══ SELECTED EXTRACT

=================================================================
#                    HAPLO STATS News File
#                     
#        This file documents software changes up to version 1.3.0
#
#        format is as such
#        ---------------------
#        function.name:  title for issue
#        explanation of issue, status, and recommendations 

=========================================================
#### changes made between release 1.2.5 and 1.3.0  #####
=========================================================

--------------------------
seqhap: sequential haplotype selection in a set of loci
For choosing loci for haplotype associations, as 
described in Yu and Schaid, 2007.  The method performs three tests 
for association of a binary trait over a set of bi-allelic loci. 
When evaluating each locus, loci close to it are added in a sequential
manner based on the Mantel-Haenszel test. 

--------------------------
geno1to2: convert geno from 1- to 2-column
convert 1-column minor-allele-count matrix to two-column 
allele codes

---------------------
plot.haplo.score.slide: handle near-zero pvalues
For asymptotic pvalues near zero, set to epsilon.
For simulated, set to 0.5 divided by the number of simulations performed

-----------------------
haplo.design: create design matrix for haplotypes
In response to many requests made for getting columns for haplotype
effects to use in glm, survival, or other regression models, we
created a function to set up this kind of design matrix.  There are
issues surrounding the use of these effect columns, as outlined in the
user manual.  

----------------------
Ginv: svd problems continue
The Matrix library svd function has changed for Splus 8.0.1.
Therefore, revert back to the default svd function in getting the
generalized inverse.


=========================================================
#### changes made between release 1.2.0 and 1.2.5  #####
=========================================================

-----------------------------------
haplo.glm: Iterative steps efficiency
In consecutive steps of the IRWLS steps in haplo.glm, the starting
values for re-fitting the glm model were not updated to be the most
recently updated values.  This now saves about 20% of run time in
haplo.glm.

-----------------------------------
haplo.score: haplo.effect allow additive, dominant, recessive 
A new option to make haplo.score more flexible.  Previously the scores
for haplotypes were computed assuming an additive effect for all
haplotypes.  A new parameter, haplo.effect, is in place to allow
either additive, dominant, or recessive effects.  

-----------------------------------
haplo.score:  min.count parameter
The cut-off for selecting haplotypes to score is either by a minimum
frequency, skip.haplo, or a new option, min.count.  The min.count is
based on the same idea as that used in haplo.glm, where the minimum 
expected count of haplotypes in the population is enough such that 
accurate estimates of parameters and standard errors are computed.  The
min.count became needed when haplo.effect was added because under
the dominant or recessive models, the number of persons actually
having a haplotype effect could be fewer than the expected count
over the population (i.e., haplotype pair h1/h2 is coded as 0 for
both under recessive model, and h1/h1 is coded as 1 under dominant).  

---------------------------------------
haplo.em:  improved reliability of C routines
Previously problems had been observed with running haplo.em and
haplo.glm on linux 64-bit machines, because of issues with the storage
of integers in R.  In R, all integers are stored as int, which are
stored differently on 64-bit and 32-bit machines.  We get around this
problem by using all int types for integers, which are only used for
indices of other data structures.  We find out the max value for integers
on the system, and if the indices are going to exceed the max, issue a
warning from C.

════

> **WHAT YOU NEED TO DO**
Summarize the HAPLO STATS news file above in three sentences.

══ STUDY MATERIAL

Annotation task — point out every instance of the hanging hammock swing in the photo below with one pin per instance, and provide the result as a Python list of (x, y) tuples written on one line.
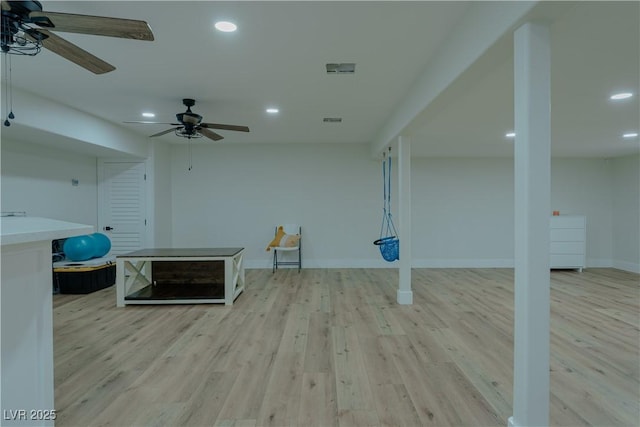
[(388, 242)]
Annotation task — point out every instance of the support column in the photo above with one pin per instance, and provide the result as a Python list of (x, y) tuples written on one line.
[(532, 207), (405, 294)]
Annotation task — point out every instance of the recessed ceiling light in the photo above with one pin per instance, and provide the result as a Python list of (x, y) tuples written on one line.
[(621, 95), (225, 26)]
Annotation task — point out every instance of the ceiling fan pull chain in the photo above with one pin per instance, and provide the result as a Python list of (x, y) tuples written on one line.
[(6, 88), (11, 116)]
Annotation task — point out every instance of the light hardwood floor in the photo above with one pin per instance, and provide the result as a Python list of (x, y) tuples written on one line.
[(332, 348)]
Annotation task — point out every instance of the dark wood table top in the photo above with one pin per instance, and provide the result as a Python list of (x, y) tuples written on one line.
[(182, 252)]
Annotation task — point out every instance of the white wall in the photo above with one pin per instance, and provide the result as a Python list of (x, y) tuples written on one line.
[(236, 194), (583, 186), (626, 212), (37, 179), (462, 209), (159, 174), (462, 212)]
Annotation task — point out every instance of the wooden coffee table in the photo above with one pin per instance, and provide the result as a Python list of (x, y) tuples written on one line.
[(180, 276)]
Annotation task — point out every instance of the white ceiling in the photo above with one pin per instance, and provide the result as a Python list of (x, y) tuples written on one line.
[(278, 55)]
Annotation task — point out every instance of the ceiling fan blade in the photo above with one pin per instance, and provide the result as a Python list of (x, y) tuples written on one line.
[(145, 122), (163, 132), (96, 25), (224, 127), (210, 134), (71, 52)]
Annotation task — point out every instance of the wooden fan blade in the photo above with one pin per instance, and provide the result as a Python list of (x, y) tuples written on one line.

════
══ STUDY MATERIAL

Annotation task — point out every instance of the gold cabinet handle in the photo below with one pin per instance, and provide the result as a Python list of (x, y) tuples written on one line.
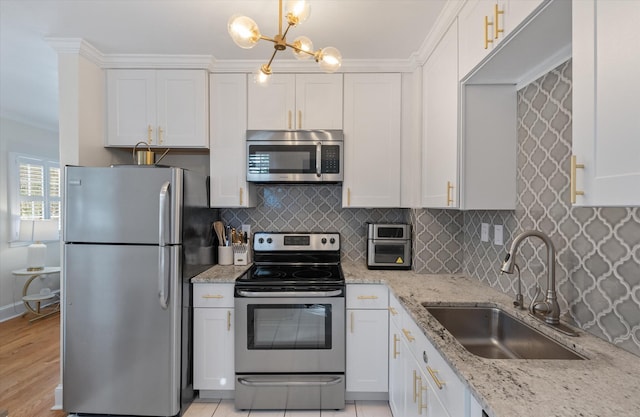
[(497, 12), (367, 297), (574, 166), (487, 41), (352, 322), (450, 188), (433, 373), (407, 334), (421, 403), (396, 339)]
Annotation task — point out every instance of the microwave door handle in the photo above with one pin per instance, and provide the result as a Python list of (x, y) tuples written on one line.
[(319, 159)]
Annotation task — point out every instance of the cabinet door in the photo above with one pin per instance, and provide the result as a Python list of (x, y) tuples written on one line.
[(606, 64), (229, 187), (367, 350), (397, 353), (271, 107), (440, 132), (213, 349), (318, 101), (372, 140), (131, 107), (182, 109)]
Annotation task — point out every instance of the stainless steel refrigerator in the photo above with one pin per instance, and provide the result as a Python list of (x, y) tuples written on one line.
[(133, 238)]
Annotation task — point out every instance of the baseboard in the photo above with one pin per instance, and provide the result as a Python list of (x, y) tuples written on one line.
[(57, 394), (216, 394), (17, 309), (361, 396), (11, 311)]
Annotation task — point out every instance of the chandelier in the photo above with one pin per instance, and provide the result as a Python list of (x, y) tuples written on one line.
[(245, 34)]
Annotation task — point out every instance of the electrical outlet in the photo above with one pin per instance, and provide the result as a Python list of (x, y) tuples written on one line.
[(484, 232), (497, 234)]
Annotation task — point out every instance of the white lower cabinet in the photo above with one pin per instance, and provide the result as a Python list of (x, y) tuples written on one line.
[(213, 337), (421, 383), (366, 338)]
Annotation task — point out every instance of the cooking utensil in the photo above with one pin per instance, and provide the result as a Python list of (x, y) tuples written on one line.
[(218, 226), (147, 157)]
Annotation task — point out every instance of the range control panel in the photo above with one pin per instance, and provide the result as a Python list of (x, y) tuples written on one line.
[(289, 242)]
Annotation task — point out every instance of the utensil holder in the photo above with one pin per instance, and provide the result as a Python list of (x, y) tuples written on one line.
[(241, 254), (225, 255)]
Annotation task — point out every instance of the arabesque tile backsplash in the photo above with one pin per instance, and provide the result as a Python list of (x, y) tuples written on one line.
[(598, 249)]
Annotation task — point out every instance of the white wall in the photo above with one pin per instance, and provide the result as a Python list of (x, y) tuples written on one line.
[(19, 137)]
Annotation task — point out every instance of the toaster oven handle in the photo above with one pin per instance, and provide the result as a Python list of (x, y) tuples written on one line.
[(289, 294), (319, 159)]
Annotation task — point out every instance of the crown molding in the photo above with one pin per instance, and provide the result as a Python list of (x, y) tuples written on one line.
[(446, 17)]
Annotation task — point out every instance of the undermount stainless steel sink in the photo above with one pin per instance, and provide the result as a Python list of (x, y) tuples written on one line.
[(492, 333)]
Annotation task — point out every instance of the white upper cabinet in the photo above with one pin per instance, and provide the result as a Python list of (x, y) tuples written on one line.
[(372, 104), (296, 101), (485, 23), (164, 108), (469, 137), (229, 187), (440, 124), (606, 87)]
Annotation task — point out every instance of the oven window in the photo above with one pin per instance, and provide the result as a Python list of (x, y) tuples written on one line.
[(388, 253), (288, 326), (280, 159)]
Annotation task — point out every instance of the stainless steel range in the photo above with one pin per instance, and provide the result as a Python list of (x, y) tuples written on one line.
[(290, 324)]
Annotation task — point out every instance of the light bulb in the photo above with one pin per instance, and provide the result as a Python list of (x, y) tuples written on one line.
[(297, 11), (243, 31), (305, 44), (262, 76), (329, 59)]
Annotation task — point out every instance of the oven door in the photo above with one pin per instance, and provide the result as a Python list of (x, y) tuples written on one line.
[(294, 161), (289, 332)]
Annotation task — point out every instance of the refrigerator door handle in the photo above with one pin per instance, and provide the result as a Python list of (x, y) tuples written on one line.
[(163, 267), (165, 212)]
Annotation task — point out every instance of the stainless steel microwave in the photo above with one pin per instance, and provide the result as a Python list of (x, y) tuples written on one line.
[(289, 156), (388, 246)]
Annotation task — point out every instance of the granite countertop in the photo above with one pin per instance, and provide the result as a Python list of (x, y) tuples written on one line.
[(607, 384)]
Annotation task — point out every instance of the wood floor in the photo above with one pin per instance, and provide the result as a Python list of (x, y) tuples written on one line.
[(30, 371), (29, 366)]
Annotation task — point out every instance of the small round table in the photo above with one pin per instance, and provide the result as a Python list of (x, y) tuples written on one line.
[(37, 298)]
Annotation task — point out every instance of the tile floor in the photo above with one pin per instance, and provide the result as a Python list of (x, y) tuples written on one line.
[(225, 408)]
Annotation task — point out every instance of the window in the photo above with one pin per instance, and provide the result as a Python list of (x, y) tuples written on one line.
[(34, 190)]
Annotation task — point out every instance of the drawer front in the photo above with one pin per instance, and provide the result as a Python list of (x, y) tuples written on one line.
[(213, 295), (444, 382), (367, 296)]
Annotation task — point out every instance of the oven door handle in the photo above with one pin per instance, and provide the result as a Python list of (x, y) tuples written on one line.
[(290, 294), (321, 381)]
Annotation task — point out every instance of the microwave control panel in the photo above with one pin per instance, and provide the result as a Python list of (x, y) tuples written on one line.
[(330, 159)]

════

> **RESPONSE TO THIS EXERCISE**
The HAPLO STATS news file records software changes up to version 1.3.0, giving each change under a function name with an explanation. Between releases 1.2.5 and 1.3.0, it adds seqhap, geno1to2, and haplo.design, makes plot.haplo.score.slide handle near-zero p-values, and returns Ginv to the default svd function. Between releases 1.2.0 and 1.2.5, it cuts haplo.glm run time by about 20%, gives haplo.score new haplo.effect and min.count options, and makes the C routines behind haplo.em more reliable on 64-bit machines.